▸ **Extrait du texte**

▼

Rédigé par 17 h 00 min CDs & DVDs, Critiques

Venise en héritage

Il me faut passionner les gens pour la musique, tel est le credo d’Albrecht Mayer, qui a pris la direction du nouvel l’orchestre baroque New Seasons Ensemble (sur instruments d’époque), afin de livrer un récital de pièces choisies, écrites spécialement pour le hautbois ou le hautbois d’amour.

“In Venice”

Concertos pour hautbois de Vivaldi, Platti, Marcello, Lotti, Albinoni

Albrecht Mayer (hautbois)
New Seasons Ensemble, direction Albrecht Mayer

70’52, Decca, 2008 [clear]

“Il me faut passionner les gens pour la musique“, tel est le credo d’Albrecht Mayer, qui a pris la direction du nouvel l’orchestre baroque New Seasons Ensemble (sur instruments d’époque), afin de livrer un récital de pièces choisies, écrites spécialement pour le hautbois ou le hautbois d’amour. Pari tenu pour cet hautboïste talentueux et ancien choriste qui a réussi comme aucun autre à extirper la hautbois de la fosse d’orchestre, et dont le jeu se caractérise par la sonorité particulièrement chaleureuse des phrasés inspirés du chant. On regrettera toutefois que le soliste continue de jouer sur un instrument moderne, dont la sonorité lisse et perçante sonne de manière presque incongrue pour des oreilles abreuvées aux effluves grainées de Bruce Haynes, et autres Paul Dombrecht.

▲

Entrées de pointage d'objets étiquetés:
▼

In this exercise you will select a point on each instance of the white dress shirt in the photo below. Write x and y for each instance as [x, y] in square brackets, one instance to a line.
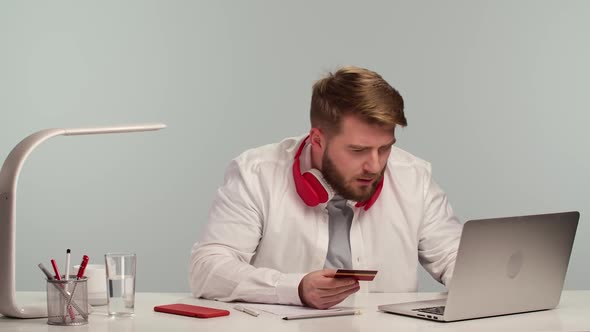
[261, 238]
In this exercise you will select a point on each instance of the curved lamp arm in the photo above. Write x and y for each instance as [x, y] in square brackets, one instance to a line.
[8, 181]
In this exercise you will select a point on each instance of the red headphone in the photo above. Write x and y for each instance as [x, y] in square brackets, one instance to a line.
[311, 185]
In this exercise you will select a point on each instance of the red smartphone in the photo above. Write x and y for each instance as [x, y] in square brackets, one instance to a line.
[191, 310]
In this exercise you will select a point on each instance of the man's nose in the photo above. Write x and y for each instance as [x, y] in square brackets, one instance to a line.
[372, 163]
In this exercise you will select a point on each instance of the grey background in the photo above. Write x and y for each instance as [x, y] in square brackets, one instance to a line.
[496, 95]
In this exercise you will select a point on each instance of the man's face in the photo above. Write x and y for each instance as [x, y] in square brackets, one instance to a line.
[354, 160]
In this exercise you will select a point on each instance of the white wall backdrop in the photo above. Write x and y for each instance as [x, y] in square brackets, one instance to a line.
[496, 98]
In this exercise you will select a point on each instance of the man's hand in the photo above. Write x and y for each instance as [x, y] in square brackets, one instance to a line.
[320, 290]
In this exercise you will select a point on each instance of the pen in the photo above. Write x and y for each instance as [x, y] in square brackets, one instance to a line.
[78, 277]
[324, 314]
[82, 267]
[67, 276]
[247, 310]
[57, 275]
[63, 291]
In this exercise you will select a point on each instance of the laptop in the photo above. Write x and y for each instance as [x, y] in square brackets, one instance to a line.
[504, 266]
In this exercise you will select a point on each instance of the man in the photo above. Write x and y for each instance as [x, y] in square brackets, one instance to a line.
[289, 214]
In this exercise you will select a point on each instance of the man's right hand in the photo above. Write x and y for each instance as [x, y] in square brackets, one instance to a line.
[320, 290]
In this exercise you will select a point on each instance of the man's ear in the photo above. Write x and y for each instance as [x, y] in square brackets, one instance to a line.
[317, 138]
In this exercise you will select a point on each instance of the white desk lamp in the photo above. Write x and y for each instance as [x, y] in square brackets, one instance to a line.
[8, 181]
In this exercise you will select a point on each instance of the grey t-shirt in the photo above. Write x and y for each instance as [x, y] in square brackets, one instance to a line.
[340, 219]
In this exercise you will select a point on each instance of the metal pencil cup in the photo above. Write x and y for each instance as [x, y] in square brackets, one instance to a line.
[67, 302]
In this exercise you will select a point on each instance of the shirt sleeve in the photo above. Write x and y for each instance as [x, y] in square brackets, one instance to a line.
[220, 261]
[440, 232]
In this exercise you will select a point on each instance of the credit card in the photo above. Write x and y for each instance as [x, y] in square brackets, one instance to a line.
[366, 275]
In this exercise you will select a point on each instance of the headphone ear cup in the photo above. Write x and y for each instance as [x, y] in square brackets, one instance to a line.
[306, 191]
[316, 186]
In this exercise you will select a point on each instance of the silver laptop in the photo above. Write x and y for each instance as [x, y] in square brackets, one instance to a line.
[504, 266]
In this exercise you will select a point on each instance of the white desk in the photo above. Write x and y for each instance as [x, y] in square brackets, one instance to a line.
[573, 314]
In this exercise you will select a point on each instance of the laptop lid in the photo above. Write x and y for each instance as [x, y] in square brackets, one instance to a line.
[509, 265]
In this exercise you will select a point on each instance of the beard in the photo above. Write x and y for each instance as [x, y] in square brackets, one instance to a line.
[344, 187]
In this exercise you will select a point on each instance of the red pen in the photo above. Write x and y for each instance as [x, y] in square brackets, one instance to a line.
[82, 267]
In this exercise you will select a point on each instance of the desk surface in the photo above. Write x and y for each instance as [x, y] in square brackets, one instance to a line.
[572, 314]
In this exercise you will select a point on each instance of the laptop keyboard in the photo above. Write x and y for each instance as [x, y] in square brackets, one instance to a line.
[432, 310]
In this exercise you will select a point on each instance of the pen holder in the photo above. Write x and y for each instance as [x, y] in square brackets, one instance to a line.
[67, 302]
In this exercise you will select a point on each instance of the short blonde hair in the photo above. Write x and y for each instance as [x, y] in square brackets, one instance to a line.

▲

▸ **Défis**
[1] D'après la critique, pourquoi Albrecht Mayer a-t-il pris la direction du New Seasons Ensemble ? Répondez en une à trois phrases.
[2] Selon la critique, sous quel label et en quelle année le disque est-il paru ?
[3] Recopiez fidèlement le passage de la critique qui va de « New Seasons Ensemble, direction » à « autres Paul Dombrecht. ».

▸ **Corrigé de l'exercice**
[1] Il a pris la direction de ce nouvel orchestre baroque sur instruments d'époque afin de livrer un récital de pièces choisies, écrites spécialement pour le hautbois ou le hautbois d'amour.

[2] Chez Decca, en 2008.

[3]
New Seasons Ensemble, direction Albrecht Mayer

70’52, Decca, 2008 [clear]

“Il me faut passionner les gens pour la musique“, tel est le credo d’Albrecht Mayer, qui a pris la direction du nouvel l’orchestre baroque New Seasons Ensemble (sur instruments d’époque), afin de livrer un récital de pièces choisies, écrites spécialement pour le hautbois ou le hautbois d’amour. Pari tenu pour cet hautboïste talentueux et ancien choriste qui a réussi comme aucun autre à extirper la hautbois de la fosse d’orchestre, et dont le jeu se caractérise par la sonorité particulièrement chaleureuse des phrasés inspirés du chant. On regrettera toutefois que le soliste continue de jouer sur un instrument moderne, dont la sonorité lisse et perçante sonne de manière presque incongrue pour des oreilles abreuvées aux effluves grainées de Bruce Haynes, et autres Paul Dombrecht.